> TEXT SECTION
Achieving Data Acumen for Big Open Data using Natural Language Processing (NLP) Model
Conference
65th ISI World Statistics Congress 2025
Format: CPS Abstract - WSC 2025
Keywords: #officialstatistics, artificial intelligence, big data, data-analysis, data-literacy
Session: CPS 55 - Public Engagement and Statistical Literacy
Monday 6 October 4 p.m. - 5 p.m. (Europe/Amsterdam)
Session: CPS 55 - Public Engagement and Statistical Literacy
Tuesday 7 October 4 p.m. - 5 p.m. (Europe/Amsterdam)
Session: CPS 55 - Public Engagement and Statistical Literacy
Tuesday 7 October 5:10 p.m. - 6:10 p.m. (Europe/Amsterdam)
Abstract
With modern-day advances in technologies, open data can be found and collected nearly everywhere. From various sources, such as social media, clinical notes, and web scraped data, including census and operational systems, big open data can be collected at regular and continuous intervals. Many agencies (individuals, government, and quasi-government) are involved in these important tasks of providing useful information to various data consumers. However, the beauty of reasonable cohesion has been deluded due to individual differences among the data producers, hence the need for strengthening and global consolidation of open data, for better understanding.
Open data refers to datasets related to climate, health, crime, migration, economy, etc. which are freely available for everyone to use and republish as they wish, without restrictions from any mechanisms of control. They should be machine-readable to enable their processes by computers and other digital instruments. Though, the importance of open data cannot be overemphasized in national and global developments, open data risks increasing the digital divide and social inequality unless it is rightfully handled. There is a clear and compelling case that data produced at public expense should be made open and freely available to the public advantage. However, simply declaring data sets to be open does not in itself make it of any practical use to the public unless it is truly available, and reasonable inference is made thereon.
In ameliorating the challenges of big open data acumen, data management, and data cleaning become essentially important steps before starting the data exploration and these can pose new challenges in data analysis. The use of digital tools is inevitable to cope with these challenges, thus this proposal has identified the importance of the Natural Language Processing (NLP) technique in exploring complex datasets, especially text-based big data, efficiently and adequately. The technique has been identified to assist in getting useful information from open data to provide competency in statistical literacy.

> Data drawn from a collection
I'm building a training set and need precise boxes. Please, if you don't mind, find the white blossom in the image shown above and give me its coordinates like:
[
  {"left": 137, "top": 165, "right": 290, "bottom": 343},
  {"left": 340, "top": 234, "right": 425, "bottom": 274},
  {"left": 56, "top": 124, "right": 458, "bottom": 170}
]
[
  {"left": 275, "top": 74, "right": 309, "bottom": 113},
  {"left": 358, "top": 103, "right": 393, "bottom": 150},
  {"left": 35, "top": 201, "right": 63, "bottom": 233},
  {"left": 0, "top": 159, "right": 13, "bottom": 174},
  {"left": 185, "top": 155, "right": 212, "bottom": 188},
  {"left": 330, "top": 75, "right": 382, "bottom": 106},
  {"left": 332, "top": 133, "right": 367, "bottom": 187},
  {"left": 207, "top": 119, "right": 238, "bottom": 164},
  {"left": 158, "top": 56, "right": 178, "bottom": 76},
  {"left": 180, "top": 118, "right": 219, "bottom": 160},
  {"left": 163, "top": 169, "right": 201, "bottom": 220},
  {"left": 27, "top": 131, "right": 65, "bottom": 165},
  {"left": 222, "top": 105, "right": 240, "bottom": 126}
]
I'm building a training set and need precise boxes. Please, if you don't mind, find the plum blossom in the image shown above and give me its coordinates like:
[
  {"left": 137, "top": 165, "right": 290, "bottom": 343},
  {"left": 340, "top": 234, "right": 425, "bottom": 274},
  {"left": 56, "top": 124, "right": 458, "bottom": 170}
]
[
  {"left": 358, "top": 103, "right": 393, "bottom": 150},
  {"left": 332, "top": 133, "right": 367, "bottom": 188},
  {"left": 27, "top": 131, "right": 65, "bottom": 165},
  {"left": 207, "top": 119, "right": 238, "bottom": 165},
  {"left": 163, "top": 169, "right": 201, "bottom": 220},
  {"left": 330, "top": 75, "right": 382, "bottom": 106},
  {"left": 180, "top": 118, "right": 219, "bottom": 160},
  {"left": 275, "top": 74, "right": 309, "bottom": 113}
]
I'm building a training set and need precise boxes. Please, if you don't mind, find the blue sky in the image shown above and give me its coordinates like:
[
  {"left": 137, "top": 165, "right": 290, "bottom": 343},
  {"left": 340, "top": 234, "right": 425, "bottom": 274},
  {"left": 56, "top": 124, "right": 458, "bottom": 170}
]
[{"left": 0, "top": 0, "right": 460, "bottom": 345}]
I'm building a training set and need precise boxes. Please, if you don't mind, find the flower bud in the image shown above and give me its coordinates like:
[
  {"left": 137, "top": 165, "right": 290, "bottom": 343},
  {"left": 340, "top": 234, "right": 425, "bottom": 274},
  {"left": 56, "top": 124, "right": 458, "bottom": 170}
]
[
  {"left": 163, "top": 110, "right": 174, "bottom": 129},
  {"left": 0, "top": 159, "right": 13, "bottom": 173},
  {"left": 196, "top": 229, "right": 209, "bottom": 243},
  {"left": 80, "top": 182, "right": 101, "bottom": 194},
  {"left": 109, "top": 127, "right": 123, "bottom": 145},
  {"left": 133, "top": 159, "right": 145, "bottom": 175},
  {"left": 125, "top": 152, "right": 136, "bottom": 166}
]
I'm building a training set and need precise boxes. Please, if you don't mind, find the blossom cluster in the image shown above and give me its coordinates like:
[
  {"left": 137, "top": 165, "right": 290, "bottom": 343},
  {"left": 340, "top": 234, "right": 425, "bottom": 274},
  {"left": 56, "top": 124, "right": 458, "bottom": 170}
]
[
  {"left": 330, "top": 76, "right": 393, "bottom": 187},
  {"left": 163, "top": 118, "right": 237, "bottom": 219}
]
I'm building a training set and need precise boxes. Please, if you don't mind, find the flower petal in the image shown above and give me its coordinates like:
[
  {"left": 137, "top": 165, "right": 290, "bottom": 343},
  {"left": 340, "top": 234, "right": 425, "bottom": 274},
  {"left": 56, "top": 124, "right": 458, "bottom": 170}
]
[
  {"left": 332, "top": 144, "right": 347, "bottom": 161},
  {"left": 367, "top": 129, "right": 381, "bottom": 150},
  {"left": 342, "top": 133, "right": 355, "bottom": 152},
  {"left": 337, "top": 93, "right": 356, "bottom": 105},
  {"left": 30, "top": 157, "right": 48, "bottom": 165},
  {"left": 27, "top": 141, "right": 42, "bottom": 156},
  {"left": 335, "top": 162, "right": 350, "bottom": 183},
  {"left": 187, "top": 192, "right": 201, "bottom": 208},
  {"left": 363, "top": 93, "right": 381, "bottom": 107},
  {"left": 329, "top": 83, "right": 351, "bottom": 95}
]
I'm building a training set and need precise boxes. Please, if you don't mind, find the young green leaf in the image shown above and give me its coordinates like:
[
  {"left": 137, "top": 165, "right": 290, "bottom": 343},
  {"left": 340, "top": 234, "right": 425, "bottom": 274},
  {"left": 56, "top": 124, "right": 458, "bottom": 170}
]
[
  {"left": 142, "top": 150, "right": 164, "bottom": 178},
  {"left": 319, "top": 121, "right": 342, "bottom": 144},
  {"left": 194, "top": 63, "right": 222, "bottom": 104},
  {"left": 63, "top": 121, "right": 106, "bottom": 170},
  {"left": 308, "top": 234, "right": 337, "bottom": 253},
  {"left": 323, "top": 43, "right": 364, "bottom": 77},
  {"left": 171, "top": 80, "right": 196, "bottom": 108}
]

> WORK INSTRUCTIONS
Reproduce word for word the passage of the conference abstract that opens with "Open data refers" and closes with "is made thereon.".

> RESPONSE TO THE EXERCISE
Open data refers to datasets related to climate, health, crime, migration, economy, etc. which are freely available for everyone to use and republish as they wish, without restrictions from any mechanisms of control. They should be machine-readable to enable their processes by computers and other digital instruments. Though, the importance of open data cannot be overemphasized in national and global developments, open data risks increasing the digital divide and social inequality unless it is rightfully handled. There is a clear and compelling case that data produced at public expense should be made open and freely available to the public advantage. However, simply declaring data sets to be open does not in itself make it of any practical use to the public unless it is truly available, and reasonable inference is made thereon.